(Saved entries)
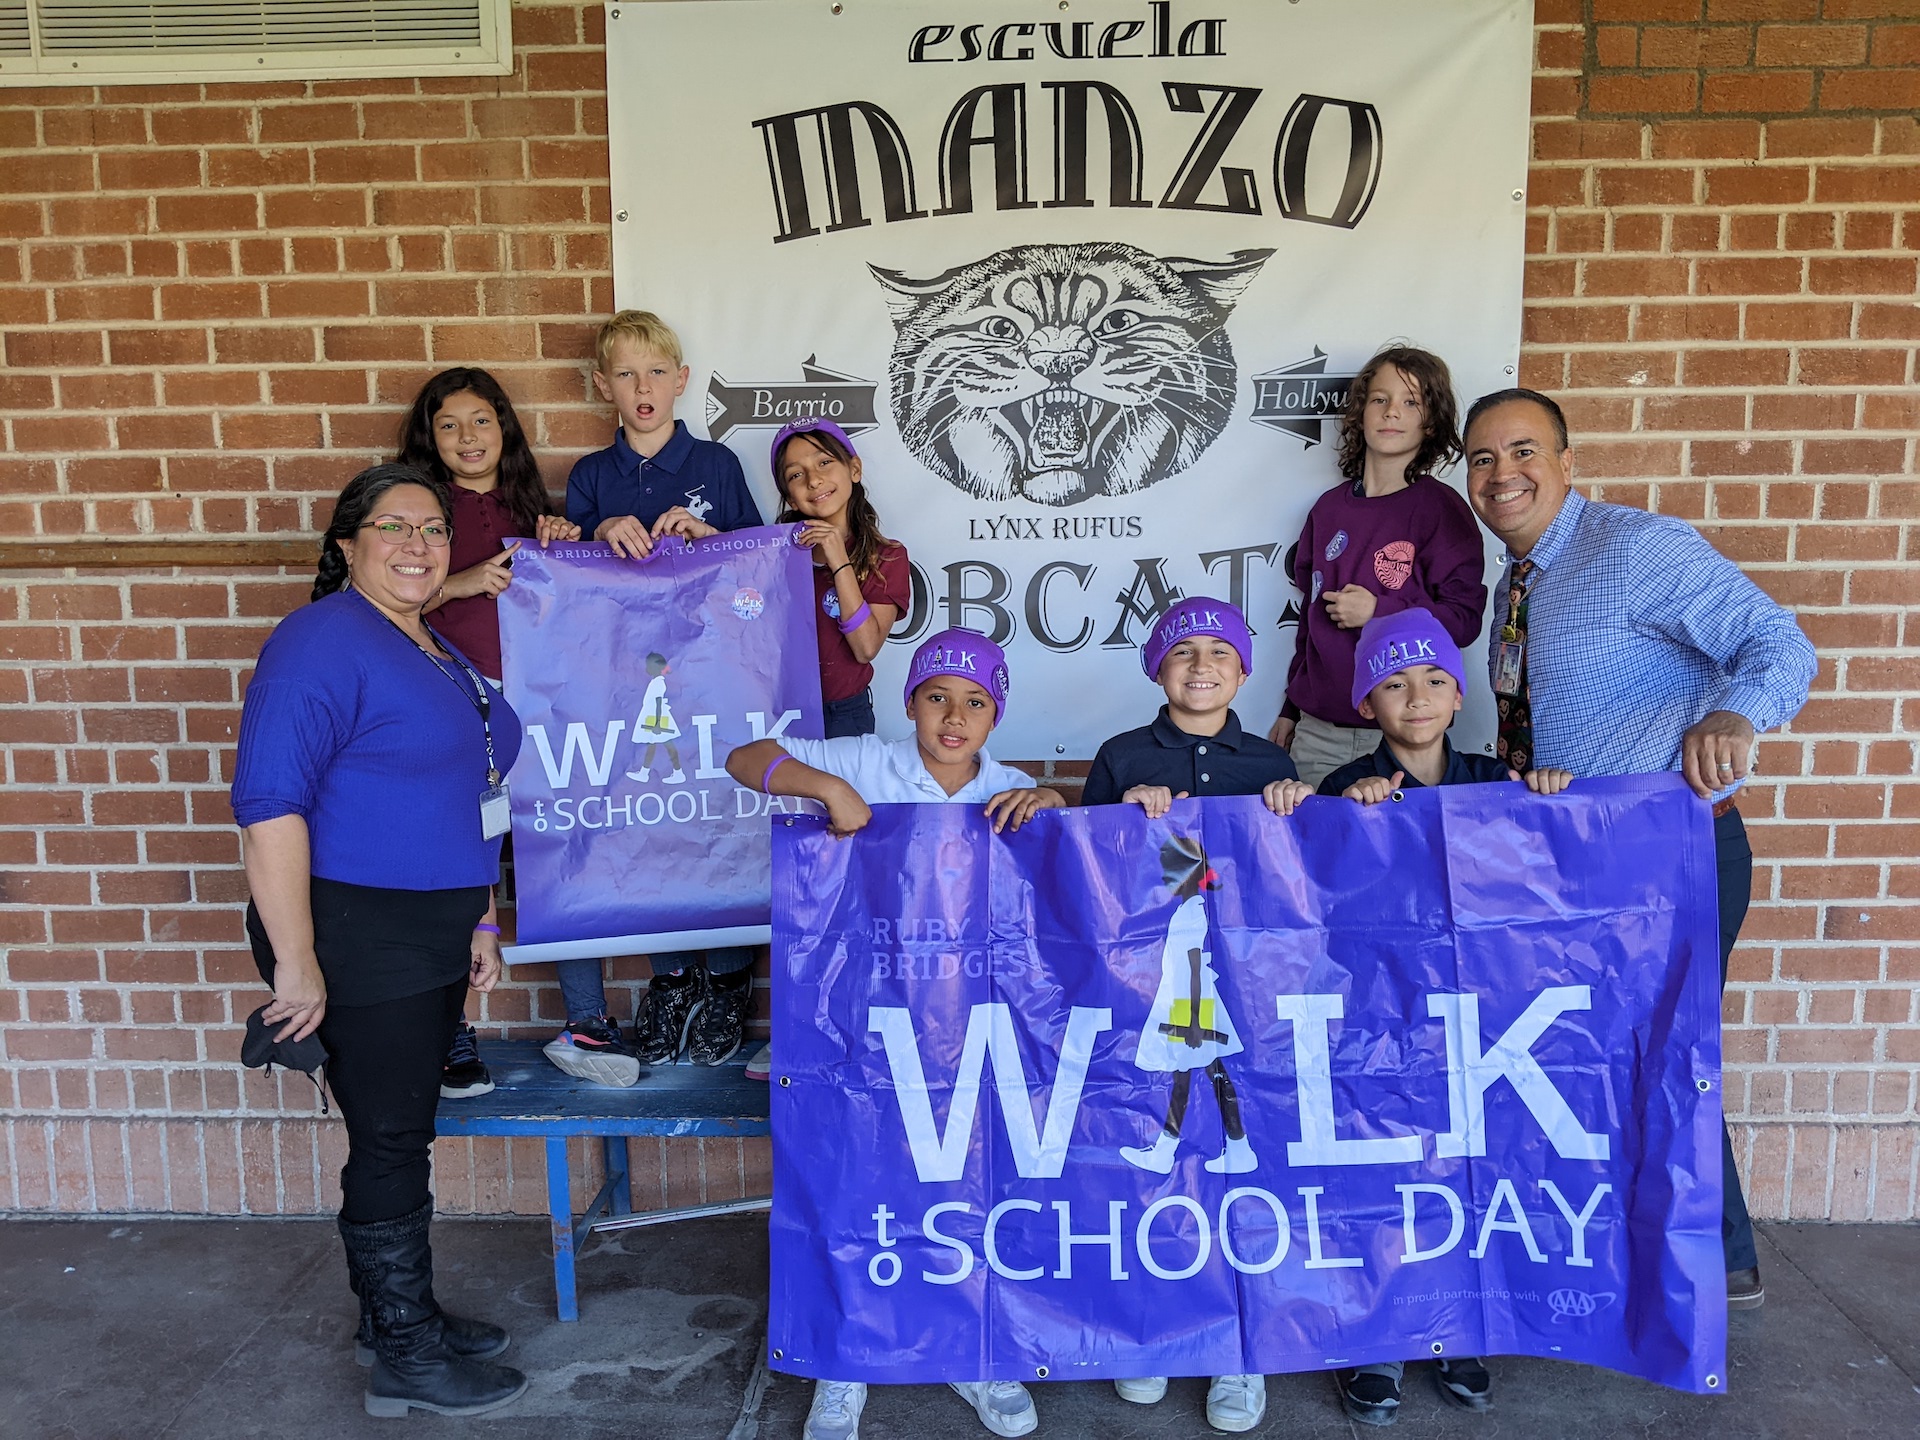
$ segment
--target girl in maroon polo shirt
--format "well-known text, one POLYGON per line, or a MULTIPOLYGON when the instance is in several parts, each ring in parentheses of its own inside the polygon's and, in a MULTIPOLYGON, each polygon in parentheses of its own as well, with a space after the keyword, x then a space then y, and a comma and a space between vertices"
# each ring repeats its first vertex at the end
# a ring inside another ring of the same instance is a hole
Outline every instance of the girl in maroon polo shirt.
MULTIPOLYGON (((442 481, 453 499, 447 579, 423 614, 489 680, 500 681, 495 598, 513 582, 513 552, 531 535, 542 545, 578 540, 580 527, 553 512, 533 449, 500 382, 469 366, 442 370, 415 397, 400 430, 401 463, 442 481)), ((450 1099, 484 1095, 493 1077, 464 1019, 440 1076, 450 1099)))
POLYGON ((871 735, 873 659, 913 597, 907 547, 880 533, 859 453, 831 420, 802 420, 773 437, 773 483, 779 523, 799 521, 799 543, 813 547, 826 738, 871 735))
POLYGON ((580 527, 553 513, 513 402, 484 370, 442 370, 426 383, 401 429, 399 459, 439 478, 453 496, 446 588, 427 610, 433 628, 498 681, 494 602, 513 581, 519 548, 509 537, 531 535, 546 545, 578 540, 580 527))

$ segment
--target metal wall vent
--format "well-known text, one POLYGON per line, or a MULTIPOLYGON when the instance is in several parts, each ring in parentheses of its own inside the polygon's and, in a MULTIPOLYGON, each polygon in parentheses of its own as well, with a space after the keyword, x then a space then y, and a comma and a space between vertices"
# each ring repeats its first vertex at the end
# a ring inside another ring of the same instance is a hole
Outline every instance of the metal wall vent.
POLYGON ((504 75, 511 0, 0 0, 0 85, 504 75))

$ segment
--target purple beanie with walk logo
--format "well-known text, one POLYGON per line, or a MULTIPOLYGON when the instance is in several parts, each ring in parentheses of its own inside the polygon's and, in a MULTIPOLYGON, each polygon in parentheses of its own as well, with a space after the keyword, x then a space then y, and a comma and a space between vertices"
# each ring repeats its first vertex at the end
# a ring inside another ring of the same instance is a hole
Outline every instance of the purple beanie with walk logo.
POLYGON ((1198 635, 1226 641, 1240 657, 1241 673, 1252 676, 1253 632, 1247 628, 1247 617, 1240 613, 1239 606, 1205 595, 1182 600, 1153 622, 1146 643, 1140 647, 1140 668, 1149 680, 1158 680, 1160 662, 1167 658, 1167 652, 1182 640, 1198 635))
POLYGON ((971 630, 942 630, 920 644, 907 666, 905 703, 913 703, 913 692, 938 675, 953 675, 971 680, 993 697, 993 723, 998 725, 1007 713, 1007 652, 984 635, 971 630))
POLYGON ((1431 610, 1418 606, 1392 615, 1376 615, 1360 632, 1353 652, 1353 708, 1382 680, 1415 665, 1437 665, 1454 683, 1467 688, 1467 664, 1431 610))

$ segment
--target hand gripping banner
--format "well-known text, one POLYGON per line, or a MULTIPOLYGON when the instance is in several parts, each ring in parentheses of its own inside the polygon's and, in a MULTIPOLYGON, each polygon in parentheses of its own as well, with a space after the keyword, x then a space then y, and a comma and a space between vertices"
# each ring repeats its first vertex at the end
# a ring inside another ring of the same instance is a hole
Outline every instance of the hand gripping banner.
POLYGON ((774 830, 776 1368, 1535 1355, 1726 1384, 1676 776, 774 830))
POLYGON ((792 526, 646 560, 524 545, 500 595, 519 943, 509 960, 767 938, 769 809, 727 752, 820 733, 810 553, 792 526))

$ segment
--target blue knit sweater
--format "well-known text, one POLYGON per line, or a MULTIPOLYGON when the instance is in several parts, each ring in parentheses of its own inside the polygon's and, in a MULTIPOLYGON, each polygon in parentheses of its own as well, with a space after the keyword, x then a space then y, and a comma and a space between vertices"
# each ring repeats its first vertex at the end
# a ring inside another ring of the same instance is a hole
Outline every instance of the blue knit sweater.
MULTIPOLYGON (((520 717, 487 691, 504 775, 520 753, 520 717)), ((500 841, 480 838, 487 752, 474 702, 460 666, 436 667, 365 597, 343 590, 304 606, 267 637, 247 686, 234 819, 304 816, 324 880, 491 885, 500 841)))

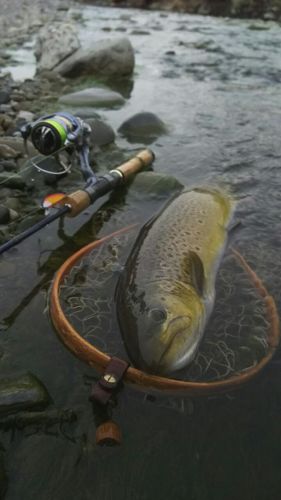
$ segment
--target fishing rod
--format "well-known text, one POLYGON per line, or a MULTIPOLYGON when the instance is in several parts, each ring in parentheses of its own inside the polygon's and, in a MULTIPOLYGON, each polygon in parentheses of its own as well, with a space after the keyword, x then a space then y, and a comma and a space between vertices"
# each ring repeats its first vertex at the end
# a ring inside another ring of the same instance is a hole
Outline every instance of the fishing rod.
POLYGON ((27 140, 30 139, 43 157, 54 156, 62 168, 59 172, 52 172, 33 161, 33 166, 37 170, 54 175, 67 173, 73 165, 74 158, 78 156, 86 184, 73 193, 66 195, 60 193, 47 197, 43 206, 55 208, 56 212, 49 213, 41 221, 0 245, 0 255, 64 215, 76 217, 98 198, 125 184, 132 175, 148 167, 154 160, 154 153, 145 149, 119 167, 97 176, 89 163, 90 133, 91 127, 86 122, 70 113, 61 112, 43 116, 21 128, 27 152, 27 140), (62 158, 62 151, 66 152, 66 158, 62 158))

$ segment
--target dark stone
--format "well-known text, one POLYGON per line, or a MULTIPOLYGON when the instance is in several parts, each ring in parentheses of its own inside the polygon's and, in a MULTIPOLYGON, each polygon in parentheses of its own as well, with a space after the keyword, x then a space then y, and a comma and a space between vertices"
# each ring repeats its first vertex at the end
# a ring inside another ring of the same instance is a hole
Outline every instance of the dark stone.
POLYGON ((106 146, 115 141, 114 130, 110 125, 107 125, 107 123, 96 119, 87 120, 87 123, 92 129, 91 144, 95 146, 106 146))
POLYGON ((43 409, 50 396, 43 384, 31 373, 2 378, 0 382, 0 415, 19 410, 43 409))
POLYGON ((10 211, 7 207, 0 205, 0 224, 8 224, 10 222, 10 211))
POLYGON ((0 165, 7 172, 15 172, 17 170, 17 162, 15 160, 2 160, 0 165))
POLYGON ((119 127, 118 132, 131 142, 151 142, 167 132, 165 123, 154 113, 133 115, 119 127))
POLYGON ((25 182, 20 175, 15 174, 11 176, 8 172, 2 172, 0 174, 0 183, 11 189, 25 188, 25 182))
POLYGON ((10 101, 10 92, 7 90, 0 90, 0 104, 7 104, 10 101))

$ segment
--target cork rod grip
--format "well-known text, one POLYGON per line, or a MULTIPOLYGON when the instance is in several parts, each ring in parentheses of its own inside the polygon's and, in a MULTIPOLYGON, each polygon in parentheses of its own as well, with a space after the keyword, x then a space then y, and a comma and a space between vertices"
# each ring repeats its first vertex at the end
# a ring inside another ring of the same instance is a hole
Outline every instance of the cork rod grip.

• ACTIVITY:
Only the lines above that hold "cork" are wanted. Show every one of them.

• YOUR SOLUTION:
--target cork rod grip
Outline every instance of the cork rod grip.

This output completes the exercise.